■ WRITTEN PROBLEM ■
Write out each line of the material again, word for word.

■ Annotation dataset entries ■
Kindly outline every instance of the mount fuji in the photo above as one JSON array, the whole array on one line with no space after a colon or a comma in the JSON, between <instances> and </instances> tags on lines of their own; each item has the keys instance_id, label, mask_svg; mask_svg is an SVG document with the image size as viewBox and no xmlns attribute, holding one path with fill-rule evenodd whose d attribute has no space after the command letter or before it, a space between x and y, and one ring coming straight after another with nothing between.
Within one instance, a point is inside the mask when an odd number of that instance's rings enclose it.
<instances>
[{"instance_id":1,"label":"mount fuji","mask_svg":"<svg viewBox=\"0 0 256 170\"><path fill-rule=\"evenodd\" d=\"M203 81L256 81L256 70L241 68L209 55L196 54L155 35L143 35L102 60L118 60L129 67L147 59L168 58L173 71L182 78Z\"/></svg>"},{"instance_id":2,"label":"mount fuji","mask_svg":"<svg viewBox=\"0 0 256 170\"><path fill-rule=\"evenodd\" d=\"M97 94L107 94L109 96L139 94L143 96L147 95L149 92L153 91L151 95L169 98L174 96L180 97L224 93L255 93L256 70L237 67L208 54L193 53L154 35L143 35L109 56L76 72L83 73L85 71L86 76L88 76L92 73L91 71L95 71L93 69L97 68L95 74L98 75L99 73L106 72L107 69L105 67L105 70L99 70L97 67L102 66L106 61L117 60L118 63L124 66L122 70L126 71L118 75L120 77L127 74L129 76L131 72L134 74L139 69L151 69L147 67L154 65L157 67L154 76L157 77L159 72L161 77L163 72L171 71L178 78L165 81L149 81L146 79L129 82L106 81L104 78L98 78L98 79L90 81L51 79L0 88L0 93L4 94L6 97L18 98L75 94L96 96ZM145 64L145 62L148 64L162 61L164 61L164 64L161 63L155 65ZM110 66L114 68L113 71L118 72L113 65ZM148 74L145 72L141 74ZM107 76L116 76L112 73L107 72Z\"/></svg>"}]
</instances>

■ FINISHED EXERCISE ■
Kindly outline every instance of the mount fuji in the photo above as one JSON array, the whole array on one line with no space after a colon or a comma in the JSON, between <instances> and </instances> tags on lines of their own; each item has the keys instance_id, label, mask_svg; mask_svg is an SVG document with the image size as viewBox and no xmlns attribute, holding one path with fill-rule evenodd whose d attribute has no space after the command letter or before it, a space between x and y, and one ring coming straight after another with nothing between.
Within one instance, a point is inside the mask when an odd number of that instance's rings enclose it.
<instances>
[{"instance_id":1,"label":"mount fuji","mask_svg":"<svg viewBox=\"0 0 256 170\"><path fill-rule=\"evenodd\" d=\"M203 81L256 81L256 70L241 68L209 55L196 54L155 35L143 35L102 60L118 60L129 67L147 59L168 58L173 71L182 78Z\"/></svg>"},{"instance_id":2,"label":"mount fuji","mask_svg":"<svg viewBox=\"0 0 256 170\"><path fill-rule=\"evenodd\" d=\"M97 94L107 94L109 96L139 94L143 96L147 95L149 92L153 91L151 95L169 98L174 96L180 97L224 93L255 93L256 70L237 67L208 54L193 53L154 35L143 35L109 56L76 72L83 73L85 71L86 76L88 76L92 73L91 71L95 71L93 69L97 68L95 74L98 75L99 73L106 72L107 69L105 67L105 70L99 70L97 67L102 66L106 61L117 60L118 63L124 66L122 70L126 71L118 75L120 77L127 74L129 76L131 72L134 74L139 69L151 69L147 67L154 65L157 67L154 76L157 77L159 72L161 77L163 72L171 71L178 78L165 81L149 81L146 79L129 82L106 81L104 78L98 78L98 79L90 81L51 79L0 88L0 93L4 94L6 97L18 98L75 94L96 96ZM145 64L145 62L148 64L162 61L164 61L164 64L161 63L155 65ZM110 66L114 68L113 71L118 72L113 65ZM148 74L145 72L141 74ZM107 76L116 76L112 73L107 72Z\"/></svg>"}]
</instances>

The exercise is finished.